**TASK REQUIREMENTS:**
Which lines of the data contain the string "blurred"? Copy every one of them.

[Stored records]
★ ★ ★
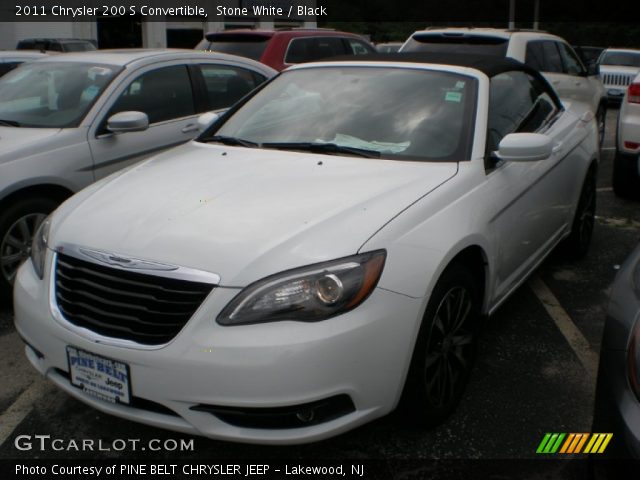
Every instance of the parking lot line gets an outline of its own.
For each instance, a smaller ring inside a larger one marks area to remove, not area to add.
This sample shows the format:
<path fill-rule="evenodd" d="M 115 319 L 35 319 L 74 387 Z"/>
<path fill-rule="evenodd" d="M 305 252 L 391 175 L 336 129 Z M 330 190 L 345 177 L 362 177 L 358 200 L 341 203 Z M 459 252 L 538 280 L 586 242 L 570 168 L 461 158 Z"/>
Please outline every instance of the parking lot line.
<path fill-rule="evenodd" d="M 562 308 L 556 296 L 538 275 L 533 275 L 529 279 L 529 286 L 558 327 L 558 330 L 560 330 L 560 333 L 567 340 L 580 363 L 589 374 L 593 385 L 595 385 L 598 374 L 598 354 L 591 348 L 591 345 L 576 327 L 576 324 L 573 323 L 569 314 Z"/>
<path fill-rule="evenodd" d="M 0 415 L 0 446 L 33 409 L 35 402 L 51 393 L 54 387 L 44 378 L 38 378 Z"/>

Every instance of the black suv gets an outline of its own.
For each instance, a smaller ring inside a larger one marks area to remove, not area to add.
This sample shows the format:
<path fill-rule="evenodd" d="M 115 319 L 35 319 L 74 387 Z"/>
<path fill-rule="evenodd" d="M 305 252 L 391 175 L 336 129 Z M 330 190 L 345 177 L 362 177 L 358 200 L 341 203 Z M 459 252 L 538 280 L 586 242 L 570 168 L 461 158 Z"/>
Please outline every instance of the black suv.
<path fill-rule="evenodd" d="M 26 38 L 18 42 L 16 50 L 88 52 L 97 49 L 91 40 L 79 38 Z"/>

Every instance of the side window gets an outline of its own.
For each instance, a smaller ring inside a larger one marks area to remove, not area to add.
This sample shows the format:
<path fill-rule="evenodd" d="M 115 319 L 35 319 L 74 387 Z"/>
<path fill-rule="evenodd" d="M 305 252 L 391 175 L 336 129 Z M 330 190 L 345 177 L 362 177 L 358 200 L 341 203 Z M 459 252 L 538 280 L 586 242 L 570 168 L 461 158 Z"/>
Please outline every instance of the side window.
<path fill-rule="evenodd" d="M 542 84 L 524 72 L 496 75 L 489 95 L 489 151 L 510 133 L 538 131 L 557 110 Z"/>
<path fill-rule="evenodd" d="M 369 46 L 355 38 L 347 38 L 347 45 L 349 46 L 347 54 L 351 55 L 366 55 L 367 53 L 372 53 L 372 50 Z"/>
<path fill-rule="evenodd" d="M 256 88 L 265 78 L 244 68 L 201 64 L 207 91 L 205 110 L 227 108 Z"/>
<path fill-rule="evenodd" d="M 558 51 L 556 42 L 542 42 L 542 50 L 544 55 L 544 68 L 541 71 L 549 73 L 562 73 L 562 58 L 560 57 L 560 52 Z"/>
<path fill-rule="evenodd" d="M 573 49 L 562 42 L 557 42 L 560 49 L 560 55 L 562 56 L 562 63 L 564 63 L 564 73 L 569 75 L 582 75 L 585 73 L 582 63 L 578 59 Z"/>
<path fill-rule="evenodd" d="M 289 43 L 284 63 L 304 63 L 346 54 L 340 37 L 294 38 Z"/>
<path fill-rule="evenodd" d="M 196 111 L 187 67 L 176 65 L 143 73 L 122 92 L 109 116 L 131 110 L 146 113 L 149 123 L 194 115 Z"/>
<path fill-rule="evenodd" d="M 542 48 L 542 42 L 533 41 L 527 43 L 527 53 L 524 57 L 524 63 L 534 70 L 538 70 L 539 72 L 544 71 L 544 50 Z"/>
<path fill-rule="evenodd" d="M 558 112 L 556 104 L 542 83 L 530 75 L 527 75 L 531 85 L 530 93 L 533 104 L 526 117 L 516 131 L 537 132 L 547 125 L 549 120 Z"/>
<path fill-rule="evenodd" d="M 50 50 L 52 52 L 63 52 L 62 44 L 59 42 L 49 42 L 48 45 L 43 45 L 44 50 Z"/>

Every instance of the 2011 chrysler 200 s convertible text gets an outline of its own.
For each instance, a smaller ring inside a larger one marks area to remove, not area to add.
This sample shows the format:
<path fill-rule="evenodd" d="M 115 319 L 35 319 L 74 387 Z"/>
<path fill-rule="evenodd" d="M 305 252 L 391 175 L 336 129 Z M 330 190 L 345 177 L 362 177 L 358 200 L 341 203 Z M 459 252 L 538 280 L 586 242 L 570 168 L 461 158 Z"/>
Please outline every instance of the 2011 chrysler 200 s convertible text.
<path fill-rule="evenodd" d="M 40 228 L 15 286 L 29 360 L 104 412 L 308 442 L 463 394 L 481 315 L 593 228 L 598 134 L 509 59 L 287 70 L 187 145 Z"/>

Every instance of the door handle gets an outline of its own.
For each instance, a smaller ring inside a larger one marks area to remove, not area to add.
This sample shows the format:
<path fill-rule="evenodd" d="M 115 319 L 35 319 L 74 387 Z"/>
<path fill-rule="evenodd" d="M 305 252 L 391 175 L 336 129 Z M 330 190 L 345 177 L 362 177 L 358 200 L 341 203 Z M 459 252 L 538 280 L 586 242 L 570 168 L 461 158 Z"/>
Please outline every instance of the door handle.
<path fill-rule="evenodd" d="M 191 133 L 191 132 L 197 132 L 197 131 L 198 131 L 197 123 L 190 123 L 181 130 L 182 133 Z"/>
<path fill-rule="evenodd" d="M 556 145 L 551 149 L 551 151 L 552 151 L 553 153 L 560 153 L 560 151 L 562 150 L 562 146 L 563 146 L 563 145 L 562 145 L 562 142 L 557 143 L 557 144 L 556 144 Z"/>
<path fill-rule="evenodd" d="M 554 85 L 560 85 L 560 80 L 554 80 L 554 81 L 553 81 L 553 82 L 551 82 L 551 83 L 553 83 Z"/>

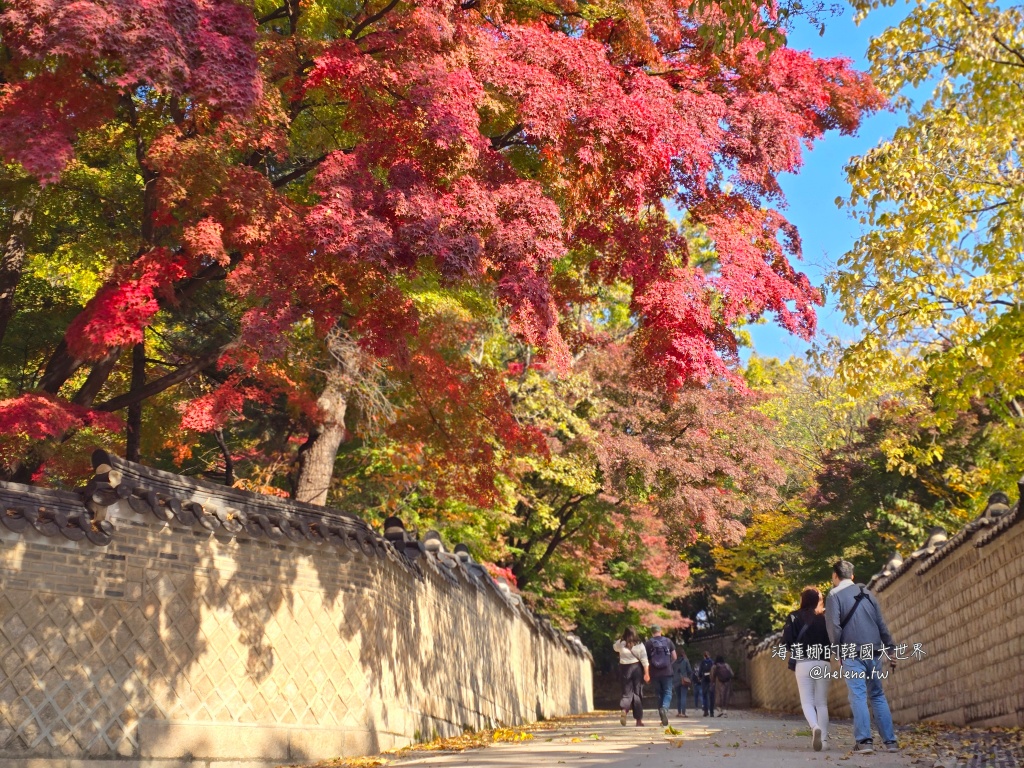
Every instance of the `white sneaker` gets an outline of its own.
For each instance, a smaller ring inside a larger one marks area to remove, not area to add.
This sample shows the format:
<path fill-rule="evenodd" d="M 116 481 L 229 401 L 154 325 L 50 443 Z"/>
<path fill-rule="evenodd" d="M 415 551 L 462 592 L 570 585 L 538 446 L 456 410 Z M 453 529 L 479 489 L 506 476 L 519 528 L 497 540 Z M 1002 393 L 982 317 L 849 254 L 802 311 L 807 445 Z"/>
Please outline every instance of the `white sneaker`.
<path fill-rule="evenodd" d="M 815 728 L 811 733 L 811 749 L 821 752 L 821 728 Z"/>
<path fill-rule="evenodd" d="M 828 740 L 827 739 L 822 739 L 822 741 L 821 741 L 821 751 L 822 752 L 828 752 L 829 751 L 829 745 L 828 745 Z"/>

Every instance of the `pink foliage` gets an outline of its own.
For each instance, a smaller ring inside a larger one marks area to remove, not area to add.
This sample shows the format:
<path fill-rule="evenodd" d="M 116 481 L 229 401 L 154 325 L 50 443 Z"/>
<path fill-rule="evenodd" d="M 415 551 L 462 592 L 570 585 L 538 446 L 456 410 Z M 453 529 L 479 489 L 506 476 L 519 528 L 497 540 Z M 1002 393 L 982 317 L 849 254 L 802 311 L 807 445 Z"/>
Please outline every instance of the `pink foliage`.
<path fill-rule="evenodd" d="M 488 562 L 480 563 L 480 565 L 487 569 L 487 572 L 491 574 L 491 578 L 495 581 L 504 580 L 513 589 L 517 587 L 516 576 L 514 573 L 512 573 L 511 568 L 503 568 L 500 565 L 495 565 L 494 563 Z"/>
<path fill-rule="evenodd" d="M 29 393 L 0 400 L 0 470 L 14 467 L 28 446 L 65 440 L 84 428 L 116 433 L 122 428 L 122 421 L 115 414 L 83 408 L 49 395 Z M 59 455 L 51 457 L 50 461 L 41 464 L 33 482 L 42 480 L 51 470 L 60 474 L 57 465 L 61 458 Z M 72 457 L 71 464 L 80 464 L 81 458 L 78 453 Z M 49 466 L 51 464 L 54 466 Z M 76 466 L 74 469 L 82 468 Z M 72 476 L 78 474 L 73 472 Z"/>
<path fill-rule="evenodd" d="M 640 614 L 640 625 L 645 627 L 658 626 L 663 631 L 686 629 L 693 625 L 693 620 L 663 605 L 648 600 L 630 600 L 628 606 Z"/>
<path fill-rule="evenodd" d="M 232 376 L 212 392 L 185 404 L 181 415 L 182 429 L 212 432 L 228 421 L 240 418 L 247 401 L 267 401 L 264 390 L 244 386 L 241 381 L 241 376 Z"/>
<path fill-rule="evenodd" d="M 227 265 L 229 257 L 224 248 L 224 226 L 215 219 L 207 217 L 185 227 L 182 239 L 193 256 L 211 258 L 222 266 Z"/>
<path fill-rule="evenodd" d="M 95 361 L 136 343 L 176 288 L 217 273 L 237 307 L 222 364 L 238 378 L 183 423 L 216 428 L 278 395 L 313 419 L 322 378 L 292 331 L 344 317 L 420 387 L 411 407 L 424 410 L 403 426 L 421 440 L 455 425 L 453 450 L 483 487 L 503 453 L 541 441 L 512 417 L 505 373 L 457 353 L 480 329 L 431 327 L 408 292 L 417 280 L 493 299 L 536 347 L 534 365 L 555 372 L 608 341 L 570 330 L 569 313 L 597 284 L 625 282 L 635 367 L 682 401 L 692 383 L 737 383 L 744 320 L 768 313 L 811 334 L 821 296 L 792 266 L 800 243 L 771 208 L 777 177 L 824 131 L 849 132 L 883 104 L 870 81 L 841 59 L 759 57 L 756 40 L 716 51 L 699 29 L 728 15 L 716 5 L 695 18 L 645 0 L 558 23 L 491 5 L 339 6 L 336 29 L 315 35 L 303 2 L 286 4 L 298 24 L 257 23 L 243 0 L 0 5 L 0 156 L 53 182 L 103 129 L 132 139 L 146 180 L 138 223 L 151 250 L 108 265 L 67 330 L 71 353 Z M 696 263 L 667 199 L 710 238 L 712 264 Z M 441 416 L 423 427 L 431 409 Z M 699 517 L 707 502 L 691 501 Z"/>

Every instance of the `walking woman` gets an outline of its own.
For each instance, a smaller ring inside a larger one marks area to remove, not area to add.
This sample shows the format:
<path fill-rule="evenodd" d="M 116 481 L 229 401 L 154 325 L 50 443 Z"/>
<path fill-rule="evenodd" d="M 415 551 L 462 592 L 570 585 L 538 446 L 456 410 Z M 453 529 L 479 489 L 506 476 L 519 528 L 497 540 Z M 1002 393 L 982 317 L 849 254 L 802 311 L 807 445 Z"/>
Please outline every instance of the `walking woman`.
<path fill-rule="evenodd" d="M 828 672 L 825 648 L 825 601 L 814 587 L 800 594 L 800 609 L 789 614 L 782 631 L 782 643 L 789 649 L 789 668 L 796 673 L 800 706 L 811 726 L 811 748 L 828 749 Z"/>
<path fill-rule="evenodd" d="M 693 673 L 693 665 L 686 658 L 682 644 L 678 646 L 679 654 L 672 662 L 672 687 L 679 694 L 679 706 L 676 708 L 677 717 L 686 717 L 686 699 L 690 695 L 690 686 L 696 675 Z"/>
<path fill-rule="evenodd" d="M 644 683 L 651 681 L 648 671 L 647 649 L 640 642 L 640 636 L 632 627 L 627 627 L 622 638 L 612 648 L 619 654 L 619 673 L 622 675 L 622 700 L 619 708 L 622 714 L 619 722 L 626 724 L 626 715 L 633 710 L 637 728 L 644 724 Z"/>

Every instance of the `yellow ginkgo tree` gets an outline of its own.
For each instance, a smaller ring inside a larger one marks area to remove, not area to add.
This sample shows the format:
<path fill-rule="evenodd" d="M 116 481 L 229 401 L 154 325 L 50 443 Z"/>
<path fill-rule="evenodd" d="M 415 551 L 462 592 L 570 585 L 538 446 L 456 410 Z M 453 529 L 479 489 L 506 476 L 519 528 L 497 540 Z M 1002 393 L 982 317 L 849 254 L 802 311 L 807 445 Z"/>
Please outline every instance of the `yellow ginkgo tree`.
<path fill-rule="evenodd" d="M 892 0 L 889 0 L 891 4 Z M 854 0 L 861 15 L 877 0 Z M 911 407 L 949 427 L 985 400 L 1003 415 L 1005 466 L 1024 461 L 1024 10 L 990 0 L 917 0 L 869 49 L 907 125 L 847 166 L 863 235 L 832 279 L 863 335 L 851 387 L 900 382 Z M 914 107 L 901 91 L 931 87 Z M 894 445 L 903 469 L 935 457 Z M 940 457 L 941 458 L 941 457 Z M 986 479 L 986 478 L 979 478 Z M 988 478 L 991 479 L 991 478 Z"/>

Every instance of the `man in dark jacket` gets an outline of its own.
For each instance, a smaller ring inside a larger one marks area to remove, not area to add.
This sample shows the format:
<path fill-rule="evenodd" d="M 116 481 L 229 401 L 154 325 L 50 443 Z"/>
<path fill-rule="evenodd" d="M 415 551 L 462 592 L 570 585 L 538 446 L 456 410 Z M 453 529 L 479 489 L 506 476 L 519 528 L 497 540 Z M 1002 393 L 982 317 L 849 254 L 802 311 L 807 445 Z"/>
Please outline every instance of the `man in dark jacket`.
<path fill-rule="evenodd" d="M 853 711 L 854 752 L 874 752 L 871 713 L 889 752 L 899 751 L 889 702 L 882 690 L 882 652 L 894 646 L 878 600 L 866 587 L 853 583 L 853 565 L 840 560 L 832 568 L 832 591 L 825 600 L 825 626 L 833 646 L 839 646 L 843 677 Z"/>
<path fill-rule="evenodd" d="M 704 717 L 715 716 L 715 686 L 711 682 L 711 668 L 715 666 L 711 654 L 704 651 L 704 658 L 697 665 L 697 679 L 700 680 L 700 694 L 704 699 Z"/>

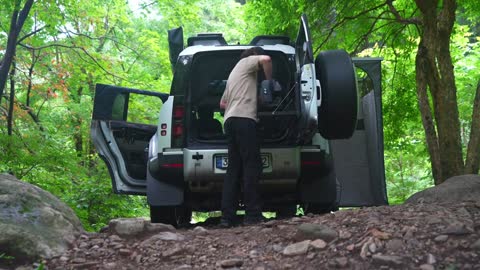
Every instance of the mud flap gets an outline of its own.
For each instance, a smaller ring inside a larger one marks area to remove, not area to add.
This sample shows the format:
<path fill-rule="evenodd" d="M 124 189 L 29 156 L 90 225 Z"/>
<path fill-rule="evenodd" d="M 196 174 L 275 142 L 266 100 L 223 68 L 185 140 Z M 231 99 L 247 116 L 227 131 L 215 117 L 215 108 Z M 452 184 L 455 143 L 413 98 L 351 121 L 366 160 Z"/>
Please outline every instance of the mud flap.
<path fill-rule="evenodd" d="M 339 198 L 337 196 L 339 191 L 334 170 L 319 179 L 303 181 L 301 184 L 302 202 L 325 207 L 336 208 L 338 206 Z"/>
<path fill-rule="evenodd" d="M 151 206 L 176 206 L 183 204 L 184 188 L 156 180 L 147 169 L 147 202 Z"/>
<path fill-rule="evenodd" d="M 300 182 L 300 196 L 304 204 L 314 204 L 324 208 L 336 208 L 339 204 L 339 191 L 337 177 L 333 167 L 331 155 L 319 153 L 314 158 L 309 158 L 308 153 L 304 153 L 304 160 L 319 160 L 320 167 L 314 170 L 302 169 Z"/>

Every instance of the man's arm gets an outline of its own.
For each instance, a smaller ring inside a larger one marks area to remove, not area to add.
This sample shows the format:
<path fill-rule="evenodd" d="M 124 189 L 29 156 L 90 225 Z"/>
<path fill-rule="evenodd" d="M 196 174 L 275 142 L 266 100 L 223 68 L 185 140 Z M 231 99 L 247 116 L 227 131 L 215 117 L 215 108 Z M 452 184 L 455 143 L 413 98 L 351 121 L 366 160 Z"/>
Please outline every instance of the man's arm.
<path fill-rule="evenodd" d="M 272 79 L 272 58 L 270 58 L 270 56 L 268 55 L 261 55 L 258 63 L 263 68 L 263 72 L 265 73 L 265 79 L 271 80 Z"/>
<path fill-rule="evenodd" d="M 220 99 L 220 109 L 225 109 L 227 107 L 227 102 L 222 98 Z"/>

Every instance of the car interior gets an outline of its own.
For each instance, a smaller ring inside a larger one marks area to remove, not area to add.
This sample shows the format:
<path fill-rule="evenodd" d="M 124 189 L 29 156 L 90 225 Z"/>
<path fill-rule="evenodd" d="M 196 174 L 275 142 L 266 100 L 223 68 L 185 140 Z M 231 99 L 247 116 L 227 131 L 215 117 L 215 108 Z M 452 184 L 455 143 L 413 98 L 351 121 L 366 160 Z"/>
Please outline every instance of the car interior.
<path fill-rule="evenodd" d="M 224 143 L 223 110 L 219 107 L 228 76 L 238 62 L 242 51 L 208 52 L 195 56 L 190 71 L 189 101 L 190 136 L 196 141 L 218 141 Z M 268 52 L 272 57 L 273 78 L 281 89 L 272 93 L 272 102 L 259 106 L 259 131 L 264 142 L 282 140 L 290 127 L 295 126 L 297 102 L 295 94 L 294 68 L 285 54 Z M 264 80 L 258 74 L 259 85 Z M 188 120 L 187 120 L 188 121 Z"/>

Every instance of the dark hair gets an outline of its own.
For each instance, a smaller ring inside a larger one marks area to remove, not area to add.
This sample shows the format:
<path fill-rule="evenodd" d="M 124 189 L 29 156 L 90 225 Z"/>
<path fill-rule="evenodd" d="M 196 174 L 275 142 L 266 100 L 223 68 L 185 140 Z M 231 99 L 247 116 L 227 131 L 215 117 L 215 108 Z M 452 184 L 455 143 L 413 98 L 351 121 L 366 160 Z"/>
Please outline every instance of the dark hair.
<path fill-rule="evenodd" d="M 242 52 L 240 59 L 249 57 L 250 55 L 265 55 L 265 50 L 262 47 L 252 47 Z"/>

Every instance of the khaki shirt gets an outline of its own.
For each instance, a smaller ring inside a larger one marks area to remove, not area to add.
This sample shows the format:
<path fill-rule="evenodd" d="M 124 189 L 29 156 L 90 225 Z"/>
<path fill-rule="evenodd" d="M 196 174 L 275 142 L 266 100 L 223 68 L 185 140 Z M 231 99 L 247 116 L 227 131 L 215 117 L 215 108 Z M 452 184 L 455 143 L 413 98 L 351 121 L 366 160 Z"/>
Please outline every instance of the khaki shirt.
<path fill-rule="evenodd" d="M 222 100 L 226 102 L 224 122 L 229 117 L 257 118 L 257 71 L 260 55 L 242 58 L 228 76 Z"/>

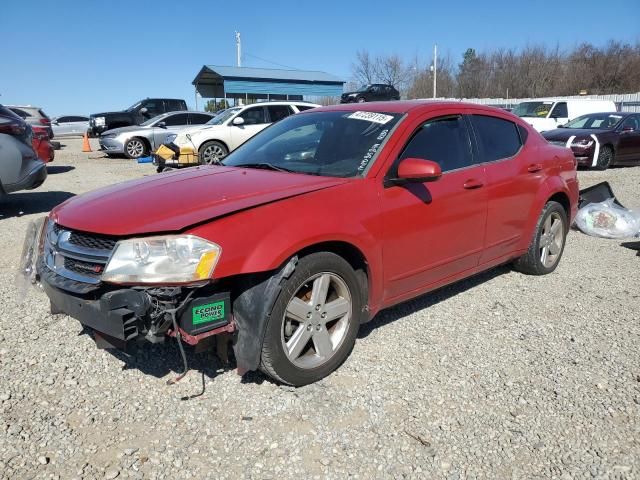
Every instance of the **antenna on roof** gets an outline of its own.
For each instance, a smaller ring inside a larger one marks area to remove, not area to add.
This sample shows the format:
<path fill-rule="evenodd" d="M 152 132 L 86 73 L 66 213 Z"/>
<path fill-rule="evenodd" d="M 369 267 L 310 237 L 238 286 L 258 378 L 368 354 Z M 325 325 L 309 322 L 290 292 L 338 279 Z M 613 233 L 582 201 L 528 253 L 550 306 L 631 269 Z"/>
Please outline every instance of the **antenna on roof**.
<path fill-rule="evenodd" d="M 236 32 L 236 63 L 238 67 L 242 66 L 242 60 L 240 59 L 240 54 L 242 52 L 242 41 L 240 40 L 240 32 Z"/>

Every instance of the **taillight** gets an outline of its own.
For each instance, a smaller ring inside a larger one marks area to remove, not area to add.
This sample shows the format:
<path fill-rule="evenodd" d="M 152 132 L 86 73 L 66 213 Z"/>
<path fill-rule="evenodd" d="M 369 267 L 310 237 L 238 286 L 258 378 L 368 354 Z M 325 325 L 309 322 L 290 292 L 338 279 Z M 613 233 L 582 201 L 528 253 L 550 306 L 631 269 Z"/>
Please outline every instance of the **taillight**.
<path fill-rule="evenodd" d="M 2 122 L 2 119 L 0 119 L 0 133 L 6 133 L 7 135 L 16 135 L 16 136 L 21 136 L 24 135 L 25 131 L 27 130 L 27 125 L 24 123 L 18 123 L 18 122 Z"/>
<path fill-rule="evenodd" d="M 51 124 L 51 120 L 49 120 L 48 118 L 41 118 L 40 119 L 40 123 L 42 125 L 50 125 Z"/>

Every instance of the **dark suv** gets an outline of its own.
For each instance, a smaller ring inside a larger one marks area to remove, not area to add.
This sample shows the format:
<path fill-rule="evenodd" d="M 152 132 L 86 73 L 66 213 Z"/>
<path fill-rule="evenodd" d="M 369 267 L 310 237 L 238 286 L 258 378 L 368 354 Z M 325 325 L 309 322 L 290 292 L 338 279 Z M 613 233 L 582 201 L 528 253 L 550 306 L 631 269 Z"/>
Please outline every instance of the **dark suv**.
<path fill-rule="evenodd" d="M 380 102 L 384 100 L 400 100 L 400 92 L 393 85 L 374 83 L 363 85 L 353 92 L 345 92 L 340 103 Z"/>
<path fill-rule="evenodd" d="M 145 98 L 121 112 L 94 113 L 89 117 L 89 135 L 113 128 L 140 125 L 161 113 L 187 110 L 187 102 L 175 98 Z"/>

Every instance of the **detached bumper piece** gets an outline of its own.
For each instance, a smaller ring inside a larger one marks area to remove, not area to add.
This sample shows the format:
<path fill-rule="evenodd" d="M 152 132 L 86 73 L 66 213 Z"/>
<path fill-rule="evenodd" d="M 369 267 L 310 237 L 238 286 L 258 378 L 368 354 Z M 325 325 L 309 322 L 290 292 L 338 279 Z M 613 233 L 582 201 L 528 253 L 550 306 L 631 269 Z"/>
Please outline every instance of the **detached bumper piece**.
<path fill-rule="evenodd" d="M 152 156 L 159 172 L 165 167 L 191 167 L 199 164 L 198 152 L 191 147 L 178 147 L 173 143 L 160 145 Z"/>

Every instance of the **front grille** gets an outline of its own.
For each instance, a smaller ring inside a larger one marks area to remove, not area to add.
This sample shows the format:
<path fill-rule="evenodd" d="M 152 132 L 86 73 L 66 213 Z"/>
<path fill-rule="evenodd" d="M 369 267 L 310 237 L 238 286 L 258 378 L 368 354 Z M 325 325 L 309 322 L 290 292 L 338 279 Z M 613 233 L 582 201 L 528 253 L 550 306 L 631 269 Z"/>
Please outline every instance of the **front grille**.
<path fill-rule="evenodd" d="M 118 240 L 114 237 L 108 237 L 106 235 L 96 235 L 92 233 L 78 232 L 75 230 L 65 229 L 57 223 L 53 226 L 53 231 L 56 235 L 60 235 L 63 231 L 71 233 L 69 237 L 69 243 L 77 245 L 78 247 L 91 248 L 94 250 L 113 250 Z"/>
<path fill-rule="evenodd" d="M 50 223 L 45 242 L 45 264 L 62 277 L 97 285 L 117 241 L 114 237 L 78 232 Z"/>
<path fill-rule="evenodd" d="M 65 257 L 64 268 L 81 275 L 90 275 L 98 278 L 104 271 L 104 264 L 98 262 L 85 262 L 83 260 Z"/>
<path fill-rule="evenodd" d="M 556 145 L 558 147 L 566 147 L 567 146 L 567 142 L 563 142 L 561 140 L 550 140 L 549 143 L 551 145 Z"/>
<path fill-rule="evenodd" d="M 69 243 L 84 248 L 92 248 L 95 250 L 113 250 L 117 240 L 109 237 L 98 235 L 90 235 L 87 233 L 71 232 Z"/>

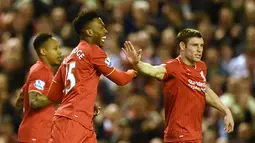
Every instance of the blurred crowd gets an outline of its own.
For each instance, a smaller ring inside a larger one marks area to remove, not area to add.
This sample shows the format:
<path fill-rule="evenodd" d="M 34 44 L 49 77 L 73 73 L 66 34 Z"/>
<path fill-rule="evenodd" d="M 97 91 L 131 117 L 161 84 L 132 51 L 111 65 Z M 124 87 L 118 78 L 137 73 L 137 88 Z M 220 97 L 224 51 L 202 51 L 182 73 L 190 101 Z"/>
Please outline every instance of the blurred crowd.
★ ★ ★
**EXPECTED ANSWER:**
Every instance of the blurred crowd gets an outline of its own.
Please outline every instance of the blurred crowd.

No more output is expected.